■ WHAT IS ASKED
According to the book description below, what prize did the book win?

■ PASSAGE PROVIDED
____

The Names of the Python
Belonging in East Africa, 900 to 1930
David L. Schoenbrun
Africa and the Diaspora: History, Politics, Culture
Neil Kodesh and James H. Sweet, Series Editors
Winner of the 2022 Bethwell A. Ogot Book Prize, sponsored by the African Studies Association
“A landmark book. It reminds us that the study of the distant African past need not involve a celebration of kings. In their lakeshore assemblies in spirit mediums' company, African commoners created networks of knowledge that were both cosmopolitan and multicultural. David Schoenbrun gives us republican history of ancient eastern Africa.”
—Derek Peterson, University of Michigan
Systems of belonging, including ethnicity, are not static, automatic, or free of contest. Historical contexts shape the ways which we are included in or excluded from specific classifications. Building on an amazing array of sources, David L. Schoenbrun examines groupwork—the imaginative labor that people do to constitute themselves as communities—in an iconic and influential region in East Africa. His study traces the roots of nationhood in the Ganda state over the course of a millennia, demonstrating that the earliest clans were based not on political identity or language but on shared investments, knowledges, and practices.

____

■ DATA EXCERPTS
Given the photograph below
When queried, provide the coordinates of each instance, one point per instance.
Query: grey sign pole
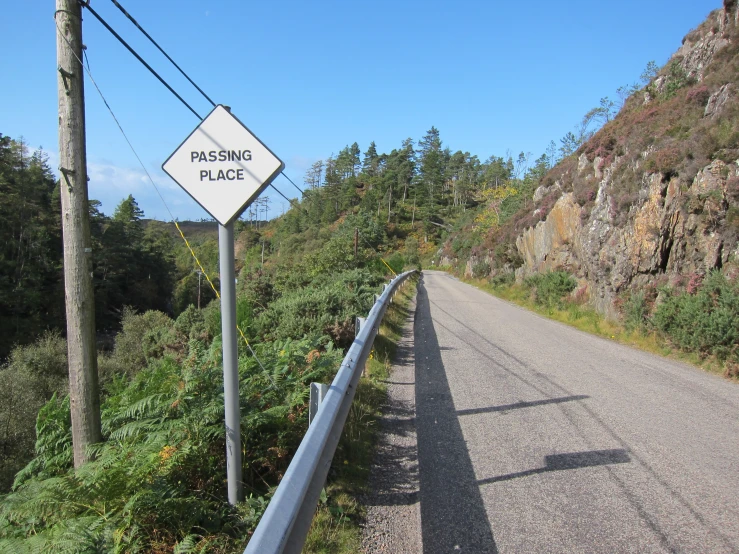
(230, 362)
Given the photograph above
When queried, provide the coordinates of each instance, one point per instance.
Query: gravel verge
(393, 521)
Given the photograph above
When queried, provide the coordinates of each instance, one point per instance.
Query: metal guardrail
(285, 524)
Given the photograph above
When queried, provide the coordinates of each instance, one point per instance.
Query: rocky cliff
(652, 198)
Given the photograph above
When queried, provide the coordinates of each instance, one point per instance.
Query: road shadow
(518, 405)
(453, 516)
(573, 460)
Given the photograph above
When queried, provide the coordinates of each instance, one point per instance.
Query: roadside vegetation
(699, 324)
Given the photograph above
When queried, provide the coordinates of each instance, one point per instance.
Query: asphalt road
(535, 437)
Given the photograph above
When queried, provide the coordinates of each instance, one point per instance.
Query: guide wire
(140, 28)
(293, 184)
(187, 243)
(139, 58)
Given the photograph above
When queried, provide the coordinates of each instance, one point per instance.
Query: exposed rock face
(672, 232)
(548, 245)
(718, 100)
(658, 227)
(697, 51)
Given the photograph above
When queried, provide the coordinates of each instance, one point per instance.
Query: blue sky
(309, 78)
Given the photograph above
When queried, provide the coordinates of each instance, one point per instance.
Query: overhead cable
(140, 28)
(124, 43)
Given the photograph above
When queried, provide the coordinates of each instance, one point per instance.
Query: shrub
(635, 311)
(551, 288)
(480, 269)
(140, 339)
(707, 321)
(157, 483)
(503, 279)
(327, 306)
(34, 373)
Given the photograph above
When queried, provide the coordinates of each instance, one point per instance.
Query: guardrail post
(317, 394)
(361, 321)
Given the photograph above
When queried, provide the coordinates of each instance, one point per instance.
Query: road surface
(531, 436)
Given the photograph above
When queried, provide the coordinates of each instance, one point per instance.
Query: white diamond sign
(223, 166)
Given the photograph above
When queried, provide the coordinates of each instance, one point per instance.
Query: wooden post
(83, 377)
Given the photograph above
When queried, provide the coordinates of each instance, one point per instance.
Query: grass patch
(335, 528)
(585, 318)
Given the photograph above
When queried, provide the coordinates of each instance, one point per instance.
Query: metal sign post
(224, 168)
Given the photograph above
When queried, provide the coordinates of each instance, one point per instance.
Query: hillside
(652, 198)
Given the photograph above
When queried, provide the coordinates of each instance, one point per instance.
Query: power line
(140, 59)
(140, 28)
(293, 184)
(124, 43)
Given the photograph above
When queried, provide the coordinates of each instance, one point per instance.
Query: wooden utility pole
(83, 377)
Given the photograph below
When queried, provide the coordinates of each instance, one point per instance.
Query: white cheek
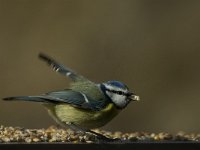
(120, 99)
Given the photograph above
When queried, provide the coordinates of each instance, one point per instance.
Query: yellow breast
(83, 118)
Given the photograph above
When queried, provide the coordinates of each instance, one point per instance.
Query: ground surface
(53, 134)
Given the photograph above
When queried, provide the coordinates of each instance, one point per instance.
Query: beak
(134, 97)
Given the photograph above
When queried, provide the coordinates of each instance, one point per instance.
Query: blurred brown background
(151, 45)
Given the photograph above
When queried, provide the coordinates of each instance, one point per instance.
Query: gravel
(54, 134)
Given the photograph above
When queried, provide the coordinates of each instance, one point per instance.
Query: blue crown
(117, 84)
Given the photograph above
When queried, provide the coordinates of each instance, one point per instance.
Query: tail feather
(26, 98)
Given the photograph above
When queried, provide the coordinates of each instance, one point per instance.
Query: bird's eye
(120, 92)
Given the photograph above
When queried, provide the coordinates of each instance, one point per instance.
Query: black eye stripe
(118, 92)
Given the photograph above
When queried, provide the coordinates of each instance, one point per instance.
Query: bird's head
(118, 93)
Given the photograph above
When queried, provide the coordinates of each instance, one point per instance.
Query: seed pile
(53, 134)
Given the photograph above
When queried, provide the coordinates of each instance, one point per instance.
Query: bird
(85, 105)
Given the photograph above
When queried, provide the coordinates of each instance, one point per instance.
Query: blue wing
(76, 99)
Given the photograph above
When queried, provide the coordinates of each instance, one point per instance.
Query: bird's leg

____

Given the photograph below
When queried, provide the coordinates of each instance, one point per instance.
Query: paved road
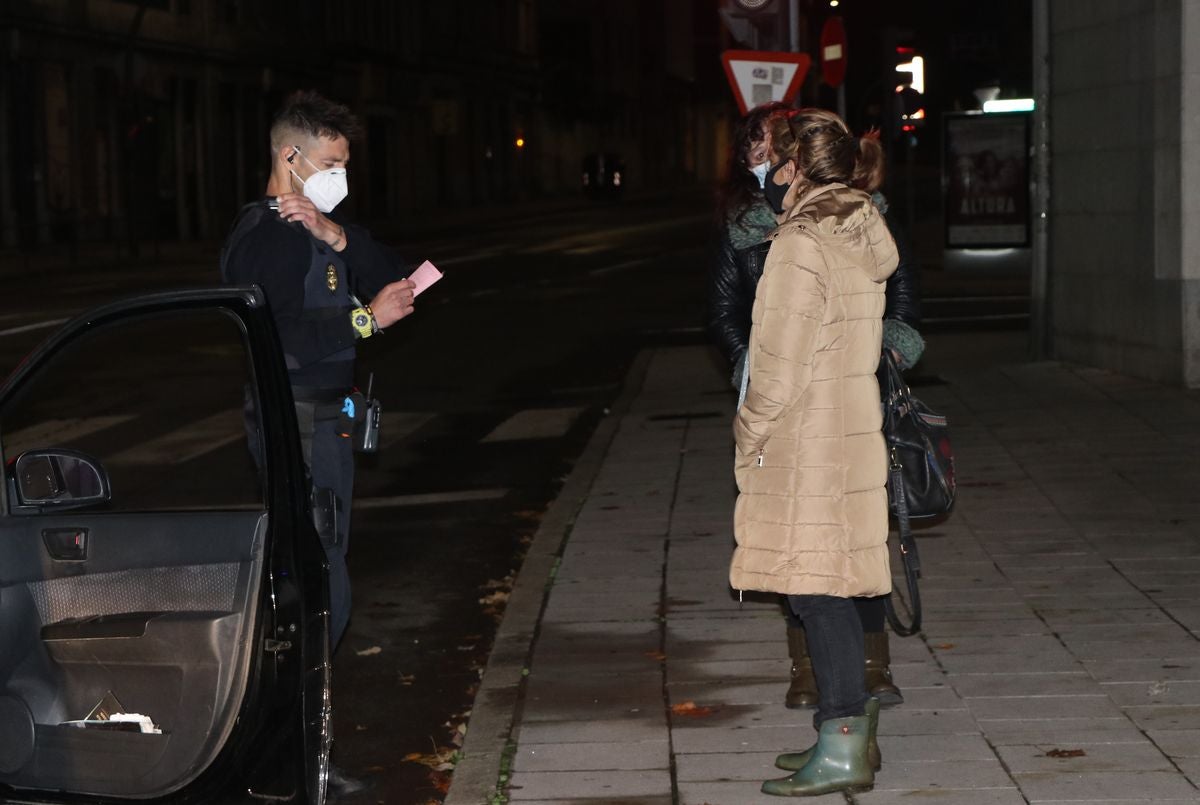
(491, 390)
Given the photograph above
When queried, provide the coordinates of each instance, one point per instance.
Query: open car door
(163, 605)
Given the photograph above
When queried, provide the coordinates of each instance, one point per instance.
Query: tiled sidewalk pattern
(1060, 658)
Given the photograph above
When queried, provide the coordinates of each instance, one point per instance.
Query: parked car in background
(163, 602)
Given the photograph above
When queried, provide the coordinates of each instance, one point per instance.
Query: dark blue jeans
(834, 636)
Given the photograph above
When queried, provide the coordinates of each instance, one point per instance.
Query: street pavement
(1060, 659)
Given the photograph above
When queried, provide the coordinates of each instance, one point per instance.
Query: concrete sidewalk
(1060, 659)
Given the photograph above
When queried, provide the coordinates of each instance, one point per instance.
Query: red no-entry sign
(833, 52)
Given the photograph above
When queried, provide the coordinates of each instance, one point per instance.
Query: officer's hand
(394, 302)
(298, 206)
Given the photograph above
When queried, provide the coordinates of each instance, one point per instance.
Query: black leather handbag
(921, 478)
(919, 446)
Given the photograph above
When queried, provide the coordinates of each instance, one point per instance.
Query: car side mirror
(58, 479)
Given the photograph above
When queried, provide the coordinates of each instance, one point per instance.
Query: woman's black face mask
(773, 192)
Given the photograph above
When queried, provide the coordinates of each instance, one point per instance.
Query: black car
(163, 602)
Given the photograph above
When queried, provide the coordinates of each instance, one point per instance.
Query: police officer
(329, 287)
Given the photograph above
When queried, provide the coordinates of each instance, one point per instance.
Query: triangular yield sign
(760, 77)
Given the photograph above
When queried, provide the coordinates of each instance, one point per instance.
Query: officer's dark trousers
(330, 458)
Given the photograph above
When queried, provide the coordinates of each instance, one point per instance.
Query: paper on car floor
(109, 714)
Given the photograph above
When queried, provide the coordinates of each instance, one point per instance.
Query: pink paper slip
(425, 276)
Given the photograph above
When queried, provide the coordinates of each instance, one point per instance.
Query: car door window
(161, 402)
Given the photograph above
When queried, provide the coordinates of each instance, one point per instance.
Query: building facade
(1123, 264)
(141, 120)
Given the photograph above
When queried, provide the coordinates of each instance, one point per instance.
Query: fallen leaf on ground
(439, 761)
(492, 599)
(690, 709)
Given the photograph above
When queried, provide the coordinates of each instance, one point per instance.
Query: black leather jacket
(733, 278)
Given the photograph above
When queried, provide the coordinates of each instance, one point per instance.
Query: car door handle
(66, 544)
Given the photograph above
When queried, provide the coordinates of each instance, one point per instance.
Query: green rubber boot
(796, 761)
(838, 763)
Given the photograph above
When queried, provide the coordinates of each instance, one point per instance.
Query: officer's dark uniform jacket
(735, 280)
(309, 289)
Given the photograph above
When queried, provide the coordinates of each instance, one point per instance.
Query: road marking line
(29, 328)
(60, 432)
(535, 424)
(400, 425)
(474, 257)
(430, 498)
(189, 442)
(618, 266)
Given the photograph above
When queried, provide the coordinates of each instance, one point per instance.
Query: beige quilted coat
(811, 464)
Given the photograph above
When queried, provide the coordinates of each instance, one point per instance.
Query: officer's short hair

____

■ RESULT
The 2022 Bethwell A. Ogot Book Prize, sponsored by the African Studies Association.